WHAT TO WORK ON
Report every line of the data below that contains the word "distant", copying each line in full. Matching is case-sensitive.

-------- DATA

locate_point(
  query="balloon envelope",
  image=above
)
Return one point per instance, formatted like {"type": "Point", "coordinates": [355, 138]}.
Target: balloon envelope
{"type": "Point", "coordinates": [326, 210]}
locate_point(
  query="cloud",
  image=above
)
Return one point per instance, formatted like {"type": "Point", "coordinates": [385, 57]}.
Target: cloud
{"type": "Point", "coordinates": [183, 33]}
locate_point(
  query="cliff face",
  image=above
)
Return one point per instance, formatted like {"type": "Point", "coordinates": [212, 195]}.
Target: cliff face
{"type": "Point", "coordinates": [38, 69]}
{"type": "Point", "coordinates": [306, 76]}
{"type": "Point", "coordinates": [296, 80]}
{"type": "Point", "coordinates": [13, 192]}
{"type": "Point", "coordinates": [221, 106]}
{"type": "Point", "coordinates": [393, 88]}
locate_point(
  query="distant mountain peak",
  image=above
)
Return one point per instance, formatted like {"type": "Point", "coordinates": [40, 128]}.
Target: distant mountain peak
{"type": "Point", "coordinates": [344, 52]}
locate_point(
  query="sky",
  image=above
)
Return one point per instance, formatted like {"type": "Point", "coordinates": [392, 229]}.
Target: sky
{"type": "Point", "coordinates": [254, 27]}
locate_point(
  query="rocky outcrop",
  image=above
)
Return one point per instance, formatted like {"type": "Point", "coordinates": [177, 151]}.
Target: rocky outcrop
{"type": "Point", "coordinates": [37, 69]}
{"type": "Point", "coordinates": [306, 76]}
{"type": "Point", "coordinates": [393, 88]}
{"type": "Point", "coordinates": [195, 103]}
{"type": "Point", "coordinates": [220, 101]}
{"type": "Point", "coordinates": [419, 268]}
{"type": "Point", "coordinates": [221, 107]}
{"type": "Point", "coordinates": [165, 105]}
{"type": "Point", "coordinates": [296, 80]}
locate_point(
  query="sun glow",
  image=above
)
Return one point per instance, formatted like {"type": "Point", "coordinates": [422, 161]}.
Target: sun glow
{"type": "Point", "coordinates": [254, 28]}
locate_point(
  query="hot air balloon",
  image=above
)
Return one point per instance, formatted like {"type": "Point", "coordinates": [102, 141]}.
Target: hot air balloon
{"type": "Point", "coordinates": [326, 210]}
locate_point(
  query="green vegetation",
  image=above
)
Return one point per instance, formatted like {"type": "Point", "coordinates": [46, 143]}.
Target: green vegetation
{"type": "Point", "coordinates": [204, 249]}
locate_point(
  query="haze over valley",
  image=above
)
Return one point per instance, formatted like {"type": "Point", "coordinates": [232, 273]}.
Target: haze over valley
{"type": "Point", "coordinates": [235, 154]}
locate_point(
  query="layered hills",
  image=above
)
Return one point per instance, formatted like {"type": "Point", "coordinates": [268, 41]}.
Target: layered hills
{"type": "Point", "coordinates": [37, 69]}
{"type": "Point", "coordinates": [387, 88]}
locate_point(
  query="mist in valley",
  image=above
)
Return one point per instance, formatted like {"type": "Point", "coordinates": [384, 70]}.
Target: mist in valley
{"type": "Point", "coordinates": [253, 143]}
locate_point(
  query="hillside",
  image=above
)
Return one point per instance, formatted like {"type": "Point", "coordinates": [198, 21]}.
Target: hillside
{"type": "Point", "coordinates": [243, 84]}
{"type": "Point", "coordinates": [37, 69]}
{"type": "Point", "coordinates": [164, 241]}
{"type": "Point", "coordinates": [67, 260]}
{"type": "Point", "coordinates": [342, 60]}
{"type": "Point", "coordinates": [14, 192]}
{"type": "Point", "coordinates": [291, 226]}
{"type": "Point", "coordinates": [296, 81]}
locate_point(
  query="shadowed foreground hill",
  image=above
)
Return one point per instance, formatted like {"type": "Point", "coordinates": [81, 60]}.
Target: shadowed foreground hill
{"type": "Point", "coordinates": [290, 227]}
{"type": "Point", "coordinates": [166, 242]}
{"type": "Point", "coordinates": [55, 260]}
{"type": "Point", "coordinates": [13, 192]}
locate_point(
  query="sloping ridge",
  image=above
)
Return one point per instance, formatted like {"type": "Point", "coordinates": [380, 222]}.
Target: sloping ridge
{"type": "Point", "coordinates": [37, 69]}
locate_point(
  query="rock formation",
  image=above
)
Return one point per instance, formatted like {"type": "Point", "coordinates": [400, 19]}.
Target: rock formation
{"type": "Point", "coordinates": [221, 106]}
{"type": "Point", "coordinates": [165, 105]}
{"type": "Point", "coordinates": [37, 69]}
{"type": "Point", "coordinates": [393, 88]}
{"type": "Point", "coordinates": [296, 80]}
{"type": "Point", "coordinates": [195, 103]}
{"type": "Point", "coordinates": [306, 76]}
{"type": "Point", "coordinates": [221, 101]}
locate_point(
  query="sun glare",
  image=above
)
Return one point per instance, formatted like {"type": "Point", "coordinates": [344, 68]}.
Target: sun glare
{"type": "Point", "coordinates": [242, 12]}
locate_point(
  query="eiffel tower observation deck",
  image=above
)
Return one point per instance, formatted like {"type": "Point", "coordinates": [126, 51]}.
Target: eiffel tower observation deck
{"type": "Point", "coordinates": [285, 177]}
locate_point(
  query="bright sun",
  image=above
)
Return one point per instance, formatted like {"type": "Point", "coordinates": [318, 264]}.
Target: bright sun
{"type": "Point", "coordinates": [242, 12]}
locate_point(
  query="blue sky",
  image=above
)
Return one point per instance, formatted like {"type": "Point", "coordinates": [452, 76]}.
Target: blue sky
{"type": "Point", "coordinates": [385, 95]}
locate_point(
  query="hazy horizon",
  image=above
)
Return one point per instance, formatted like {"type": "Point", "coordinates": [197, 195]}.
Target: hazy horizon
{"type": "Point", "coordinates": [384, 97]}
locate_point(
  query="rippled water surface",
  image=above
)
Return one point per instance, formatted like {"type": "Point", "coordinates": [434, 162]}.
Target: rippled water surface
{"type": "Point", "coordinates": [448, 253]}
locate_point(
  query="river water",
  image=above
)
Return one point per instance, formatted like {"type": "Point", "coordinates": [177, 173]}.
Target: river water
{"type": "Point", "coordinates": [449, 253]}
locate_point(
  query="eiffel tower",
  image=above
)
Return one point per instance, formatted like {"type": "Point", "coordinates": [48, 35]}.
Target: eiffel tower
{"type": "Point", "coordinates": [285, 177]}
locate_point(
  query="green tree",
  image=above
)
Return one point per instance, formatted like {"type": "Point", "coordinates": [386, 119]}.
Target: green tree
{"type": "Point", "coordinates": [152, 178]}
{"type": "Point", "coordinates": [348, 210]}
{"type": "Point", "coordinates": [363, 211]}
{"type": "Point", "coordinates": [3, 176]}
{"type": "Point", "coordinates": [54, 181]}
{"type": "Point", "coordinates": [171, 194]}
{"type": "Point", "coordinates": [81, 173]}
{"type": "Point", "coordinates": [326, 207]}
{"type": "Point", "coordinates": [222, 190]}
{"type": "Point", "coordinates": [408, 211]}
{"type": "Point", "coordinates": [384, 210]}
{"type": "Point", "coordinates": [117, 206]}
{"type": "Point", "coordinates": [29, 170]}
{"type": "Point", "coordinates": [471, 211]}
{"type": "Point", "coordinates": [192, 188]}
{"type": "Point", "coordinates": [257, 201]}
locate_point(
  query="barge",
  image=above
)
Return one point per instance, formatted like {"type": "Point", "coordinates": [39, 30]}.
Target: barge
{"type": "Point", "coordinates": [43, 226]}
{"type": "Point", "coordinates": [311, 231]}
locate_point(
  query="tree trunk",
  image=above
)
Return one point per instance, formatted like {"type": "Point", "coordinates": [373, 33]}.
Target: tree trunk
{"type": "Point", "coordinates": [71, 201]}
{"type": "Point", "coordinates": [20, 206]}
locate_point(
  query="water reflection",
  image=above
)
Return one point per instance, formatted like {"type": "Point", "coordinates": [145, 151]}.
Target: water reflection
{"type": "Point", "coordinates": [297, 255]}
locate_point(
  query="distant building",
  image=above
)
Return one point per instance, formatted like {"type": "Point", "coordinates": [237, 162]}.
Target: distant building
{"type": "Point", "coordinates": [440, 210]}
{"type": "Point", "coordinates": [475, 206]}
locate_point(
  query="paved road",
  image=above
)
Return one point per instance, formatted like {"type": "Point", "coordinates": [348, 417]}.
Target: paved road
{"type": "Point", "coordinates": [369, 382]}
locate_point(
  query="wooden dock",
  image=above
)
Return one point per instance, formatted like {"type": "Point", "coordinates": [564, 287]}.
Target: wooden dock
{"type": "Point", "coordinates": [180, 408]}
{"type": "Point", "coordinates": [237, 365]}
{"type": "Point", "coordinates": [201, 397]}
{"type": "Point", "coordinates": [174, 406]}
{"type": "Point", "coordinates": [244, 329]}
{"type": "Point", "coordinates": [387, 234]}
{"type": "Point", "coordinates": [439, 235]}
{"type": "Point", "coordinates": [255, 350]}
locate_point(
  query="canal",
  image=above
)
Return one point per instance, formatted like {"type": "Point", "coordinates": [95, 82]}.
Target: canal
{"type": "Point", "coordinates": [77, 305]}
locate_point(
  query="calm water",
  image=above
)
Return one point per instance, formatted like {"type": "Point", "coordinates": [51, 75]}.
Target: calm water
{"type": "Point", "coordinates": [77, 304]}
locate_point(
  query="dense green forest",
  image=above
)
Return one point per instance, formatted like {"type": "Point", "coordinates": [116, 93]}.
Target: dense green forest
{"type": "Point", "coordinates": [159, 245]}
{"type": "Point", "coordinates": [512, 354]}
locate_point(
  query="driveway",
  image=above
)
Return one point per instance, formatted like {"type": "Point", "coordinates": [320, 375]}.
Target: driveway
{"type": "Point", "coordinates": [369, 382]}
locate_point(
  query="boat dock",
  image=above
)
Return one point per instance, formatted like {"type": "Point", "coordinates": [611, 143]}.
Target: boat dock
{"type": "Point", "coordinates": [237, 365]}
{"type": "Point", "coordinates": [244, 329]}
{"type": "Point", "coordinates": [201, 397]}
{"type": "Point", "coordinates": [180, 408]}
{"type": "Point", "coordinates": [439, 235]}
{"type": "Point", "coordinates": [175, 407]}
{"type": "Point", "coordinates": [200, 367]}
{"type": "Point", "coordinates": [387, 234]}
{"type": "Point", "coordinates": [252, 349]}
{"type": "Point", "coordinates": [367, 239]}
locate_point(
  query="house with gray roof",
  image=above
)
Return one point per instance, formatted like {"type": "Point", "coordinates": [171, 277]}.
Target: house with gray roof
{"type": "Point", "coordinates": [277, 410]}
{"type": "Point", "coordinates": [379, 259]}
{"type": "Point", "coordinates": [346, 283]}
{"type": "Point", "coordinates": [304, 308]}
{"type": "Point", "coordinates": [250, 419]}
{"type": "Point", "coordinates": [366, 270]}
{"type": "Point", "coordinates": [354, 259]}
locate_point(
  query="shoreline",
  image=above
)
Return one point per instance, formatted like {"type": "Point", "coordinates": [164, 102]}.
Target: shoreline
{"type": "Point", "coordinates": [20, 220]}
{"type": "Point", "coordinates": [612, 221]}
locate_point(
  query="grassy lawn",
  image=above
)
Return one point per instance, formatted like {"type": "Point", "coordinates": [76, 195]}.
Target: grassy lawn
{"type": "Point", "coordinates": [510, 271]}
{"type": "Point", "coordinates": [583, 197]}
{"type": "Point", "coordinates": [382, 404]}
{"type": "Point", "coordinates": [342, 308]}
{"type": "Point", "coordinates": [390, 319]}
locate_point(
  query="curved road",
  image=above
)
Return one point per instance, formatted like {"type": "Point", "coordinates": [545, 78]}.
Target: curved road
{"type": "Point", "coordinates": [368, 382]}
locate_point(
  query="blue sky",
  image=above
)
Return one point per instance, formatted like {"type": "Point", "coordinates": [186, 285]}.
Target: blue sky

----------------

EXPECTED ANSWER
  query="distant mountain peak",
Target: distant mountain peak
  query="distant building",
Target: distant building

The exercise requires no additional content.